## Problem requirements
Return every line of the data exactly as it appears.

## Records for processing
· · · · · · ·

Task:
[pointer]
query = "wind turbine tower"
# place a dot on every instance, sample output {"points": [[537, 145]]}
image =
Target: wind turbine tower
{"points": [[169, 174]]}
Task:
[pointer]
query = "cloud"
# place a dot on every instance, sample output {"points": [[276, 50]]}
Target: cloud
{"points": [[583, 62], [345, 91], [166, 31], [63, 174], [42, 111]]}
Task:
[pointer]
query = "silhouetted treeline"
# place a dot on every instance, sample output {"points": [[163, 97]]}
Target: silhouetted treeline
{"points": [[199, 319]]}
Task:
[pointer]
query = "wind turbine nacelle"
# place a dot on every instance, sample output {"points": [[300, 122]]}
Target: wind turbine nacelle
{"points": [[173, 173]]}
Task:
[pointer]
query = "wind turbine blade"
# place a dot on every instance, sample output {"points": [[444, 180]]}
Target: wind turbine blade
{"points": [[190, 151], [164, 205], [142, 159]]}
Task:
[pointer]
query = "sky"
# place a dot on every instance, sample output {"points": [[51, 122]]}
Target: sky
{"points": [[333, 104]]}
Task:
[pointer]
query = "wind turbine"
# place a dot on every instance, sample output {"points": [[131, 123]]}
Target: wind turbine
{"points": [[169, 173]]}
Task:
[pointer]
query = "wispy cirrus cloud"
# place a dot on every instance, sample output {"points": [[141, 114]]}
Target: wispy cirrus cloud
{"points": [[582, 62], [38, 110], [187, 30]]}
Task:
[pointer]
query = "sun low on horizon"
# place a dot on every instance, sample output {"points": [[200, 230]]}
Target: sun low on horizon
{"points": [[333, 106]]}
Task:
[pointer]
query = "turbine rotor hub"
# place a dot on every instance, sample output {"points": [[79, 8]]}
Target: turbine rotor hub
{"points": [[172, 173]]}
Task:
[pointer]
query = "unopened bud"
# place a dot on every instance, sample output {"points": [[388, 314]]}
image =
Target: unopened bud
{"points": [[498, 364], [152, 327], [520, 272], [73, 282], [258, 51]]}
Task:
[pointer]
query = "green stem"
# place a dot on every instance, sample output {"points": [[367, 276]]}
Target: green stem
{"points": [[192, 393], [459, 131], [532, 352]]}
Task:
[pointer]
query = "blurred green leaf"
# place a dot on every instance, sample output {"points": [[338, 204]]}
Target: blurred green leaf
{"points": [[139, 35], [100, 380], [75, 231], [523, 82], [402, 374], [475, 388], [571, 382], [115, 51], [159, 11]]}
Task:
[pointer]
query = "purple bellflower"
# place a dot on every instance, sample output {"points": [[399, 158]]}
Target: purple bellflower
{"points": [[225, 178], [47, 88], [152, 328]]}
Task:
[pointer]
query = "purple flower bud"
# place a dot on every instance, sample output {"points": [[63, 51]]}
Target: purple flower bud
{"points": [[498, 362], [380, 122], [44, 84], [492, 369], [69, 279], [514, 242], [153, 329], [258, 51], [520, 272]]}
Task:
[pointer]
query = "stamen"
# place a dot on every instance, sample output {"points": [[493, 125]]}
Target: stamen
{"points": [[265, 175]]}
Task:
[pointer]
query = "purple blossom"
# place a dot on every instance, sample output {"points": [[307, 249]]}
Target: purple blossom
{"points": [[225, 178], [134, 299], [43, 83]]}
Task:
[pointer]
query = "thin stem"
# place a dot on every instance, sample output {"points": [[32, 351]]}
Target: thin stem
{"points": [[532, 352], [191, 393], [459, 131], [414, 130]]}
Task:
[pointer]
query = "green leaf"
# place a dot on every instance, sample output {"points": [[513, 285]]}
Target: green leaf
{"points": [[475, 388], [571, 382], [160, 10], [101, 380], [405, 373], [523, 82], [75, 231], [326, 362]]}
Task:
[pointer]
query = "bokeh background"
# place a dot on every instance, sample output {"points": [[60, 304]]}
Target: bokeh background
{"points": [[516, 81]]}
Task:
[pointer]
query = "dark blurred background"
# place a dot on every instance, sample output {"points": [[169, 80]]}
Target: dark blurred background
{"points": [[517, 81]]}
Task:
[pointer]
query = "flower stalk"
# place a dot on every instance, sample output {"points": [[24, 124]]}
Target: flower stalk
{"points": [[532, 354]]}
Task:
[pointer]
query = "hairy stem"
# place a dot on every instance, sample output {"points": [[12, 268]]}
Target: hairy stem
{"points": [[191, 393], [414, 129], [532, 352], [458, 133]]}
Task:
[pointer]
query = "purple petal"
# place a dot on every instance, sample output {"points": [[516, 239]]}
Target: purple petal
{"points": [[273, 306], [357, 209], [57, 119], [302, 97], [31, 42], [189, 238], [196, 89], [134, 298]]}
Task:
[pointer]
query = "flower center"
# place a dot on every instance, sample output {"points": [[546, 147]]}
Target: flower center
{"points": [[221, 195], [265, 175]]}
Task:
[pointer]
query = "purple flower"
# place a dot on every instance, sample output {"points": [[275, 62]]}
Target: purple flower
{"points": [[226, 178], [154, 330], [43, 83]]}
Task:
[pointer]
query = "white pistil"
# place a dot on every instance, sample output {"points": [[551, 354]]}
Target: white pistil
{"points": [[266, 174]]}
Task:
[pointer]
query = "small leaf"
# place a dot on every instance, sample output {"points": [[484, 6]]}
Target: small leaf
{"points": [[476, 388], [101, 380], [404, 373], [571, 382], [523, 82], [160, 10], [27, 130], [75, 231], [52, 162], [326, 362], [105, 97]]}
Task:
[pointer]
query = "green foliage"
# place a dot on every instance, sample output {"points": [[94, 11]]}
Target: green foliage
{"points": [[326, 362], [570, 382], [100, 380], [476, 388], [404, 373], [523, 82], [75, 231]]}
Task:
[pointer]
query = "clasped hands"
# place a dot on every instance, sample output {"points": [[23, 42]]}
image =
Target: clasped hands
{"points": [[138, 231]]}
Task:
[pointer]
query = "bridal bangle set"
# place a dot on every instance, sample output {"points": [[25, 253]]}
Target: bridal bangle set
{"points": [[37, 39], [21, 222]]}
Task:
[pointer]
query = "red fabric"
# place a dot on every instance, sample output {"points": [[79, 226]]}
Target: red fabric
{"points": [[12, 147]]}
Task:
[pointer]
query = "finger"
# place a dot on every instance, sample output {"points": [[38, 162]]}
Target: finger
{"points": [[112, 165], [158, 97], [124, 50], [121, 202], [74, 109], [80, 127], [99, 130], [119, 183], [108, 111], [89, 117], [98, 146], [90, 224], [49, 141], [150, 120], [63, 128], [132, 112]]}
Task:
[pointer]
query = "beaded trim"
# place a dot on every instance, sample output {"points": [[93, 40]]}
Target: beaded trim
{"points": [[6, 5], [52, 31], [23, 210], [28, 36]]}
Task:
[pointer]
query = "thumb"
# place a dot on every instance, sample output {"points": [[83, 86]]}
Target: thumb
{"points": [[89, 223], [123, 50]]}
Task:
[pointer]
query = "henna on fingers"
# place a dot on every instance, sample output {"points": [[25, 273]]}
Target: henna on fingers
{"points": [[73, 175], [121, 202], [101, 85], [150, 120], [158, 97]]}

· · · · · · ·

## Final answer
Task:
[pointer]
query = "wind turbine tower"
# place a dot on every instance, sample output {"points": [[537, 145]]}
image =
Target: wind turbine tower
{"points": [[169, 174]]}
Task:
[pointer]
query = "cloud"
# place a dot on every instance, sample output {"points": [[276, 50]]}
Target: cloud
{"points": [[583, 62], [345, 91], [166, 31], [63, 174], [42, 111]]}
Task:
[pointer]
query = "silhouetted treeline"
# place a dot on every instance, sample output {"points": [[163, 97]]}
Target: silhouetted treeline
{"points": [[199, 319]]}
Task:
[pointer]
query = "wind turbine nacelle"
# place a dot on every instance, sample output {"points": [[300, 122]]}
Target: wind turbine nacelle
{"points": [[173, 173]]}
Task:
[pointer]
query = "wind turbine blade"
# place a dot on every instance, sample output {"points": [[444, 180]]}
Target: wind turbine blade
{"points": [[190, 151], [164, 205], [142, 159]]}
Task:
[pointer]
query = "sky"
# place a dot on every instance, sample output {"points": [[51, 122]]}
Target: sky
{"points": [[333, 104]]}
Task:
[pointer]
query = "wind turbine"
# place a dot on every instance, sample output {"points": [[131, 123]]}
Target: wind turbine
{"points": [[169, 173]]}
Task:
[pointer]
query = "wispy cirrus cloud"
# place a dot on every instance, sample output {"points": [[141, 114]]}
Target: wispy cirrus cloud
{"points": [[582, 62], [38, 110], [187, 30]]}
Task:
[pointer]
query = "sun low on horizon"
# place a dot on every instance, sample output {"points": [[200, 230]]}
Target: sun low on horizon
{"points": [[333, 106]]}
Task:
[pointer]
query = "turbine rotor hub"
# place a dot on every instance, sample output {"points": [[79, 8]]}
Target: turbine rotor hub
{"points": [[172, 173]]}
Task:
[pointer]
query = "unopened bud"
# place a dot on every instance, sample output {"points": [[388, 314]]}
image =
Target: unopened bud
{"points": [[498, 364], [152, 327], [520, 272], [73, 282], [258, 51]]}
Task:
[pointer]
query = "green stem"
# place a dot on every instance, sample output {"points": [[367, 276]]}
Target: green stem
{"points": [[192, 393], [459, 131], [532, 352]]}
Task:
[pointer]
query = "blurred green leaf"
# place a dot on every instance, sample output {"points": [[338, 204]]}
Target: blurred green leaf
{"points": [[139, 35], [100, 380], [75, 231], [523, 82], [402, 374], [475, 388], [571, 382], [115, 51], [159, 11]]}
Task:
[pointer]
query = "purple bellflower"
# place a dot on every instance, sample output {"points": [[399, 158]]}
Target: purple bellflower
{"points": [[225, 178], [47, 88], [152, 328]]}
Task:
[pointer]
query = "purple flower bud"
# place a dot on every instance, sample output {"points": [[63, 51]]}
Target: purple flower bud
{"points": [[498, 362], [380, 122], [44, 84], [492, 369], [69, 279], [514, 242], [153, 329], [258, 51], [520, 272]]}
Task:
[pointer]
query = "stamen"
# place a dot on every instance, sample output {"points": [[493, 125]]}
Target: stamen
{"points": [[265, 175]]}
Task:
[pointer]
query = "purple blossom"
# place a dot on every instance, sample output {"points": [[307, 249]]}
Target: purple blossom
{"points": [[225, 178], [134, 299], [43, 83]]}
Task:
[pointer]
query = "thin stem"
# place a dot on every instance, sample output {"points": [[32, 351]]}
Target: thin stem
{"points": [[532, 352], [191, 393], [459, 131], [414, 130]]}
Task:
[pointer]
query = "green leaf"
# place a dot on every instance, sample output {"points": [[513, 285]]}
Target: green leaf
{"points": [[475, 388], [571, 382], [160, 10], [101, 380], [405, 373], [523, 82], [75, 231], [326, 362]]}
Task:
[pointer]
query = "bokeh background"
# place a dot on every instance, sample output {"points": [[60, 304]]}
Target: bokeh background
{"points": [[516, 81]]}
Task:
[pointer]
query = "dark blurred background"
# place a dot on every instance, sample output {"points": [[169, 80]]}
Target: dark blurred background
{"points": [[517, 81]]}
Task:
[pointer]
query = "flower stalk"
# place a dot on every instance, sample output {"points": [[24, 124]]}
Target: flower stalk
{"points": [[532, 354]]}
Task:
[pointer]
query = "hairy stem"
# place a dot on every instance, sample output {"points": [[12, 268]]}
Target: hairy stem
{"points": [[191, 393], [414, 129], [532, 352], [458, 133]]}
Task:
[pointer]
query = "purple petal"
# place a dot on every instance, sample output {"points": [[516, 239]]}
Target: purple petal
{"points": [[273, 306], [357, 209], [57, 119], [302, 97], [31, 42], [189, 238], [196, 89], [134, 298]]}
Task:
[pointer]
query = "flower center"
# place a dot on every instance, sample output {"points": [[546, 147]]}
Target: flower center
{"points": [[221, 195], [265, 175]]}
Task:
[pointer]
query = "purple flower"
# place a dot on every instance, sample output {"points": [[275, 62]]}
Target: purple flower
{"points": [[226, 178], [154, 330], [43, 83]]}
Task:
[pointer]
query = "white pistil"
# place a dot on every instance, sample output {"points": [[551, 354]]}
Target: white pistil
{"points": [[266, 174]]}
Task:
[pointer]
query = "small leaf"
# place a dot on every instance, sample output {"points": [[484, 6]]}
Target: small leaf
{"points": [[476, 388], [101, 380], [404, 373], [571, 382], [523, 82], [160, 10], [27, 130], [75, 231], [52, 162], [326, 362], [105, 97]]}
Task:
[pointer]
query = "green foliage"
# place a dot on every instance, sample output {"points": [[94, 11]]}
Target: green foliage
{"points": [[326, 362], [570, 382], [100, 380], [476, 388], [404, 373], [523, 82], [75, 231]]}
Task:
[pointer]
query = "clasped hands"
# place a dot on every instance, sample output {"points": [[23, 42]]}
image =
Target: clasped hands
{"points": [[138, 231]]}
Task:
[pointer]
query = "bridal bangle set"
# place a dot on every instance, sample output {"points": [[25, 253]]}
Target: bridal bangle set
{"points": [[37, 39], [21, 222]]}
Task:
[pointer]
query = "red fabric"
# place a dot on every instance, sample output {"points": [[79, 226]]}
Target: red fabric
{"points": [[12, 147]]}
Task:
[pointer]
query = "finger"
# place a dot on every instance, sample output {"points": [[38, 162]]}
Target: finger
{"points": [[112, 165], [158, 97], [124, 50], [121, 202], [74, 109], [80, 127], [99, 130], [119, 183], [108, 111], [89, 117], [98, 146], [90, 224], [49, 141], [150, 120], [63, 128], [132, 112]]}
Task:
[pointer]
query = "beaded trim"
# place a dot on every instance, sample output {"points": [[93, 40]]}
Target: beaded trim
{"points": [[6, 5], [52, 31], [23, 210], [28, 36]]}
Task:
[pointer]
query = "thumb"
# place a dot on every instance, sample output {"points": [[83, 86]]}
Target: thumb
{"points": [[89, 223], [123, 50]]}
Task:
[pointer]
query = "henna on fingers"
# place a dot on every instance, sample output {"points": [[25, 273]]}
Target: henna on fingers
{"points": [[73, 175], [121, 202], [101, 85], [150, 120], [158, 97]]}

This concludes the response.